> Brief: Every record should be written out exactly, please.

_____

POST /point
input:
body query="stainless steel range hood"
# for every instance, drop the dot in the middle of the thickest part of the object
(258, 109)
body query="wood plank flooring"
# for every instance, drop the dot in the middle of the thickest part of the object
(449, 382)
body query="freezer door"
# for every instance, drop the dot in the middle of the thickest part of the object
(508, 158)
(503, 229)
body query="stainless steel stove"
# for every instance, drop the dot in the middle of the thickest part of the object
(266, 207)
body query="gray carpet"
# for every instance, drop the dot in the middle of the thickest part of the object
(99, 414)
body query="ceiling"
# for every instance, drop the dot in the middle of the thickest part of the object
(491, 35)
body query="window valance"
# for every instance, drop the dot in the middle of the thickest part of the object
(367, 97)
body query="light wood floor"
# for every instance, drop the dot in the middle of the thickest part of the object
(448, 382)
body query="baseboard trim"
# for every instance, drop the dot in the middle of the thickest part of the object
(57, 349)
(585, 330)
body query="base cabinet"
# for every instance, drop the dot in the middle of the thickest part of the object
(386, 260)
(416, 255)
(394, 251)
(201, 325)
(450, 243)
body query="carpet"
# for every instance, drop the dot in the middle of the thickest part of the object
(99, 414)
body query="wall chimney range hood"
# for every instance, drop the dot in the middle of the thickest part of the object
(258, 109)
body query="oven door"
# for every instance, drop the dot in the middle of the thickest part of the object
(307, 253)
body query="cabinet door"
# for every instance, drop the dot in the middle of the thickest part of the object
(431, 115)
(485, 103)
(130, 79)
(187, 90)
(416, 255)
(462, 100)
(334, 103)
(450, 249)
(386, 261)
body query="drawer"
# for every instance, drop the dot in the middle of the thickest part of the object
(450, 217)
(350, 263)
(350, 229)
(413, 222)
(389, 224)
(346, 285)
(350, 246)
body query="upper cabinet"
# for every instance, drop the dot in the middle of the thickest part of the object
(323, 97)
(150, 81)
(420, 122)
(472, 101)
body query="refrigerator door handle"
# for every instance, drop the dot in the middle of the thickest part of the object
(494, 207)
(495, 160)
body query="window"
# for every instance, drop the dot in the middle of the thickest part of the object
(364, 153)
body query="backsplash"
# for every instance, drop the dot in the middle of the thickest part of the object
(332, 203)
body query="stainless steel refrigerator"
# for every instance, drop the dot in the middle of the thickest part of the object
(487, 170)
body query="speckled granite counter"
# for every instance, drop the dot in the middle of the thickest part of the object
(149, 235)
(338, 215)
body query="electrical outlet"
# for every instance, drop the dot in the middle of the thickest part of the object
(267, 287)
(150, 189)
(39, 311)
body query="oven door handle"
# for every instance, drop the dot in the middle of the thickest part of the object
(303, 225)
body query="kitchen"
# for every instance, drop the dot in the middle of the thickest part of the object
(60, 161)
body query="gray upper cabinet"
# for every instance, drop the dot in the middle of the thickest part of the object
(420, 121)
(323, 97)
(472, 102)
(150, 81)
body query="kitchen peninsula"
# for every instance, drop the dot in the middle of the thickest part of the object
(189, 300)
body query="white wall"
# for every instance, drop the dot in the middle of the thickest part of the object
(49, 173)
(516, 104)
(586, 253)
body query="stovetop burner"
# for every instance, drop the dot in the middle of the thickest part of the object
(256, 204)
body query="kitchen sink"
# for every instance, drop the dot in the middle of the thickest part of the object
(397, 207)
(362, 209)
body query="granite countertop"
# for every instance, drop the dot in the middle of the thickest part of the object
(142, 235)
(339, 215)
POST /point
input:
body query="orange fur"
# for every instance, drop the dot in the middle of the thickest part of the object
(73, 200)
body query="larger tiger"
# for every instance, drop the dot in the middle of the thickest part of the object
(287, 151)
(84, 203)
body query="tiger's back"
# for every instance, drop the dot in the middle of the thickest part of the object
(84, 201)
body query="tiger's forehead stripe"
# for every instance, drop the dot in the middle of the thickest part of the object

_____

> Solved exercise:
POST /point
input:
body query="stainless steel range hood"
# for every instance, drop the dot in the middle of the thickest part of the object
(258, 109)
body query="wood plank flooring"
# for every instance, drop the dot in the middle of the thickest part of the object
(449, 382)
body query="freezer door"
# for every instance, drop the dot in the middle of the thickest part of the object
(508, 158)
(503, 229)
body query="stainless steel stove"
# for every instance, drop the dot in the middle of the thickest part of the object
(266, 207)
body query="gray carpet"
# for every instance, drop the dot in the middle of the thickest part of the object
(99, 414)
body query="ceiling"
# for every instance, drop the dot in the middle of the thickest part of the object
(491, 35)
body query="window valance"
# for every instance, drop the dot in the middle of the thickest part of the object
(367, 97)
body query="light wood floor"
# for every instance, drop the dot in the middle of the thickest part of the object
(448, 382)
body query="baseboard trim"
# for every instance, drop the dot in the middle of the thickest part of the object
(57, 349)
(585, 330)
body query="base cabinet"
# for every instance, drop the dot in the middle of the thickest part of the object
(386, 260)
(416, 255)
(394, 251)
(201, 325)
(450, 243)
body query="carpet"
# for every instance, drop the dot in the middle of the thickest part of the object
(99, 414)
body query="wall chimney range hood"
# for every instance, drop the dot in the middle of the thickest part of the object
(258, 109)
body query="oven door"
# for every instance, drop the dot in the middle of the thickest part of the object
(307, 253)
body query="cabinet door"
# for every instance, drop the dot in the middle of the thickest part of the object
(431, 115)
(485, 103)
(130, 79)
(187, 90)
(416, 255)
(462, 100)
(334, 103)
(450, 249)
(386, 261)
body query="drawer"
# for every instance, drop the dot in the middle of the thickest part of the object
(450, 217)
(350, 263)
(350, 229)
(413, 222)
(389, 224)
(346, 285)
(350, 246)
body query="upper cabinet"
# for every instance, drop the dot in the middle of the thickest part of the object
(323, 97)
(150, 81)
(420, 122)
(472, 101)
body query="refrigerator door handle"
# for every instance, drop the dot in the middle of the thickest part of the object
(494, 207)
(495, 160)
body query="window"
# for every instance, drop the dot in the middle of the thickest part of the object
(364, 153)
body query="backsplash"
# for every instance, drop the dot in the middle of the thickest part of the object
(332, 203)
body query="stainless steel refrigerator"
# for every instance, drop the dot in the middle of the thickest part of the object
(487, 170)
body query="speckled granite counter"
# for every instance, drop the dot in the middle of the thickest part of the object
(149, 235)
(338, 215)
body query="electrical outlet"
# for every instance, drop the dot in the middle of the thickest part of the object
(267, 287)
(150, 189)
(39, 311)
body query="oven door handle"
# for every instance, drop the dot in the middle of the thickest part of the object
(303, 225)
body query="kitchen"
# for every instance, drop the dot in the middle of the thickest part of the object
(60, 161)
body query="gray upper cabinet"
# for every instance, drop the dot in the middle of the thickest part of the object
(420, 121)
(323, 97)
(472, 102)
(150, 81)
body query="kitchen peninsula"
# for every instance, drop the dot in the middle of the thickest part of the object
(189, 300)
body query="white wall"
# for every instance, drop the dot in the middle of the thickest part of the object
(49, 173)
(516, 104)
(586, 253)
body query="stovetop burner"
# for every instance, drop the dot in the middle of the thickest part of the object
(256, 204)
body query="kitchen sink"
# for every instance, drop the dot in the middle of the thickest part of the object
(397, 207)
(362, 209)
body query="granite countertop"
# for every instance, drop the dot in the middle of the thickest part of the object
(142, 235)
(339, 215)
POST /point
input:
body query="orange fur"
# for every instance, drop the dot in the middle of the thickest part of the object
(73, 200)
body query="larger tiger"
# for every instance, drop the dot in the middle of the thickest part of the object
(287, 151)
(84, 203)
body query="tiger's back"
# for every instance, drop the dot in the middle of the thickest part of the object
(84, 201)
body query="tiger's forehead stripe"
# for every instance, drop the dot in the middle of the thickest part of the object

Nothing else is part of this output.